» **What you are asked to do**: Gather every line in the items below that contains the word "positive", and copy each of those lines in full.

» **Data**:
-------

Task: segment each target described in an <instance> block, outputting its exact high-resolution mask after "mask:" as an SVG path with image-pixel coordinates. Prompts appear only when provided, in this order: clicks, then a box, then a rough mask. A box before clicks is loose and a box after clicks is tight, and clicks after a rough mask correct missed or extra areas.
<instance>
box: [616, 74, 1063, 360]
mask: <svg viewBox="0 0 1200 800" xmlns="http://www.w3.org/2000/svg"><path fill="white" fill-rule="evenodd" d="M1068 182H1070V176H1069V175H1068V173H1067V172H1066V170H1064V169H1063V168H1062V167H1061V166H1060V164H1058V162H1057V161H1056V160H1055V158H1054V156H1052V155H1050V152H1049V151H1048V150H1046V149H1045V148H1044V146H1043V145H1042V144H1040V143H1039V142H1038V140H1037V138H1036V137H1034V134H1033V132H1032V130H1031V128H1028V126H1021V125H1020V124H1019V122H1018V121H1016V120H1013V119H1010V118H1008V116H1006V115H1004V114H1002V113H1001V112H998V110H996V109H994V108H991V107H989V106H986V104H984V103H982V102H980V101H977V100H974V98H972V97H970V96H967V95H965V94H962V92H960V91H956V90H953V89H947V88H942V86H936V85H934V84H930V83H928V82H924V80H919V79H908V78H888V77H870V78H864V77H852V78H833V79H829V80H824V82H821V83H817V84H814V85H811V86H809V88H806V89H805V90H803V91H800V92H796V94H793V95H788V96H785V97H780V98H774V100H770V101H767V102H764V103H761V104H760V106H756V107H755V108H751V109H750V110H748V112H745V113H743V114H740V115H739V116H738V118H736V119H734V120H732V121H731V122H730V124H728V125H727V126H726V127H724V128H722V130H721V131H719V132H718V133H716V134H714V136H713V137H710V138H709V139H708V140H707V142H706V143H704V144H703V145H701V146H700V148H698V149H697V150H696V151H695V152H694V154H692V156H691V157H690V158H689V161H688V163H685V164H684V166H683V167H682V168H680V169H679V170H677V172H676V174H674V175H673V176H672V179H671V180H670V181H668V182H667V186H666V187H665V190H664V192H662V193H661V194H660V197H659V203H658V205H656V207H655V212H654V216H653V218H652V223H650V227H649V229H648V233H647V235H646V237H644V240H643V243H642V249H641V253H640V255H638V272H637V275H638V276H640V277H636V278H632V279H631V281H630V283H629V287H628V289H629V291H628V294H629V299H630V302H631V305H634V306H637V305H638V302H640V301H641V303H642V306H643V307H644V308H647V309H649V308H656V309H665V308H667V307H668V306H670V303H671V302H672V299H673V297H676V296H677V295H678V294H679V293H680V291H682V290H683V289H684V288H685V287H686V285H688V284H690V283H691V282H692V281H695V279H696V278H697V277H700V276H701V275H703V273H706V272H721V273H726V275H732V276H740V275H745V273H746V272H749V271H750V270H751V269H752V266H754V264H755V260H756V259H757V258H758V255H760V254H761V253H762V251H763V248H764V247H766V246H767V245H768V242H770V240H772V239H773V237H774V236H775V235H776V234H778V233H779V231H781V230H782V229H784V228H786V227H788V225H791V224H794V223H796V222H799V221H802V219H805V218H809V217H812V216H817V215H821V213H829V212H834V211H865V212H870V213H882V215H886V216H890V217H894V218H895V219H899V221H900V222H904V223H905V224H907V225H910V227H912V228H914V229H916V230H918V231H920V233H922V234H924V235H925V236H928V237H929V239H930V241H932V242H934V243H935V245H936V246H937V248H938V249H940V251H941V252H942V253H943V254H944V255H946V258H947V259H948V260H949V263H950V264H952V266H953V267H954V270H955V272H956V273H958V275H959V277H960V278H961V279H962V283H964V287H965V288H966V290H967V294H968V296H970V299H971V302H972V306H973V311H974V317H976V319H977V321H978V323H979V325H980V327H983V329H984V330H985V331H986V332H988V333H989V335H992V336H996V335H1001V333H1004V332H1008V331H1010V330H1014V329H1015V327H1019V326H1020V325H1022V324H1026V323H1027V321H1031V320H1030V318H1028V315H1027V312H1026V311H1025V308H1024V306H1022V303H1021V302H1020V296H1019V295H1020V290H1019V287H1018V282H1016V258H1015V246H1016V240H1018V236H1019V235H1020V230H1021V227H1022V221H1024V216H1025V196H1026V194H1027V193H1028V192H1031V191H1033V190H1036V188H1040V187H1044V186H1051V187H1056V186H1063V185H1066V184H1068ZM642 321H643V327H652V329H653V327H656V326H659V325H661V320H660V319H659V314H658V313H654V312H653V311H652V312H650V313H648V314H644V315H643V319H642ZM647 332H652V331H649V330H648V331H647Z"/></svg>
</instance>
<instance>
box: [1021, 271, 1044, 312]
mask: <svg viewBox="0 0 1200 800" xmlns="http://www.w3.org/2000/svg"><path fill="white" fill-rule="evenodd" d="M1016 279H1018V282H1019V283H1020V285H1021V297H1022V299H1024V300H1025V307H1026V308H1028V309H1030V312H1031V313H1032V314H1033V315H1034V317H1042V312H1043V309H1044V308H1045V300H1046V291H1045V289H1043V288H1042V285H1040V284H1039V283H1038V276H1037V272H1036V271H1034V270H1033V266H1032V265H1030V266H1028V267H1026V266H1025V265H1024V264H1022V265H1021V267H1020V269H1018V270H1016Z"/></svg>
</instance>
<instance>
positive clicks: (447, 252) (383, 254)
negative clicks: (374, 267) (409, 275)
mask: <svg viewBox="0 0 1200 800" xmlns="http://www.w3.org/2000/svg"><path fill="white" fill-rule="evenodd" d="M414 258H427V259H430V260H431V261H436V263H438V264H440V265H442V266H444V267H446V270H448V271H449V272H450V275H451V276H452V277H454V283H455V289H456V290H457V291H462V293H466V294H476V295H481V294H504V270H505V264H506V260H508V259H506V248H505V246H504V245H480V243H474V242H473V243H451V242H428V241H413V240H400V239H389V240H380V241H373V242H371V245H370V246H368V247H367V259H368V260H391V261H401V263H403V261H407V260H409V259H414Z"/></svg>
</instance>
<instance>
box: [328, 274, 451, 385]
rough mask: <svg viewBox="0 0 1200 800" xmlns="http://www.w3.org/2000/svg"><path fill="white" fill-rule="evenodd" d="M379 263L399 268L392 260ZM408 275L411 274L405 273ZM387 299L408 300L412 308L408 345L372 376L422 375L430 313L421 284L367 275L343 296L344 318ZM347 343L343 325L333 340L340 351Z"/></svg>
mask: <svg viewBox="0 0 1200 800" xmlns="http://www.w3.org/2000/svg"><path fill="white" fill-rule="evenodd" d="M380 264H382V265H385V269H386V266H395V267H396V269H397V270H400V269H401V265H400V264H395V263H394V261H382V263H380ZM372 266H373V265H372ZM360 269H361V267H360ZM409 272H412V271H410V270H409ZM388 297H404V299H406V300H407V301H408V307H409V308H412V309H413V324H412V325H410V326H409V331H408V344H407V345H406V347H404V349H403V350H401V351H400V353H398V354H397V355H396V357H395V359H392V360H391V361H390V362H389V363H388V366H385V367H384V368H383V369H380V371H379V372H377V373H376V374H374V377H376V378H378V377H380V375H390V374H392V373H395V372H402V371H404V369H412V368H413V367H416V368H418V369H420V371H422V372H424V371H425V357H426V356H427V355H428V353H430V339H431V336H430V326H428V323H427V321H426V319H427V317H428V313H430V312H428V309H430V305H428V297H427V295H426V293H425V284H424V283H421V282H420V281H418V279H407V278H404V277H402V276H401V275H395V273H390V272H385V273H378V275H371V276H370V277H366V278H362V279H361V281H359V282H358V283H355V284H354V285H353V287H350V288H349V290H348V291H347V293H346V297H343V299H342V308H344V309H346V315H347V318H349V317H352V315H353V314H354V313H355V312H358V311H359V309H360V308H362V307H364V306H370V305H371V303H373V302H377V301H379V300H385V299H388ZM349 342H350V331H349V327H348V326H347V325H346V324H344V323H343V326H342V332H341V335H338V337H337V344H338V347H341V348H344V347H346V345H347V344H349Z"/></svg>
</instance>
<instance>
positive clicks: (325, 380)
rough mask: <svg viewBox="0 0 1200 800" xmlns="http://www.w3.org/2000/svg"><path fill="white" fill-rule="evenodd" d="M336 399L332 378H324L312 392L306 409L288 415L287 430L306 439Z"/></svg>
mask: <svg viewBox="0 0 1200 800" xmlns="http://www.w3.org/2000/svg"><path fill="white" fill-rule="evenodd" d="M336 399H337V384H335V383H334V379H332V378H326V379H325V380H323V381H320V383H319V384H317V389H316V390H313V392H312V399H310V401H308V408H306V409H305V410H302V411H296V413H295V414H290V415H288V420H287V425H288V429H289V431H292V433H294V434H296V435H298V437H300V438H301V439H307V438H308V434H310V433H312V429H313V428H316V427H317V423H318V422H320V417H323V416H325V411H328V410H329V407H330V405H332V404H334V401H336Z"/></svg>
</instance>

-------

» **Result for this task**:
positive clicks: (447, 252) (383, 254)
positive clicks: (325, 380)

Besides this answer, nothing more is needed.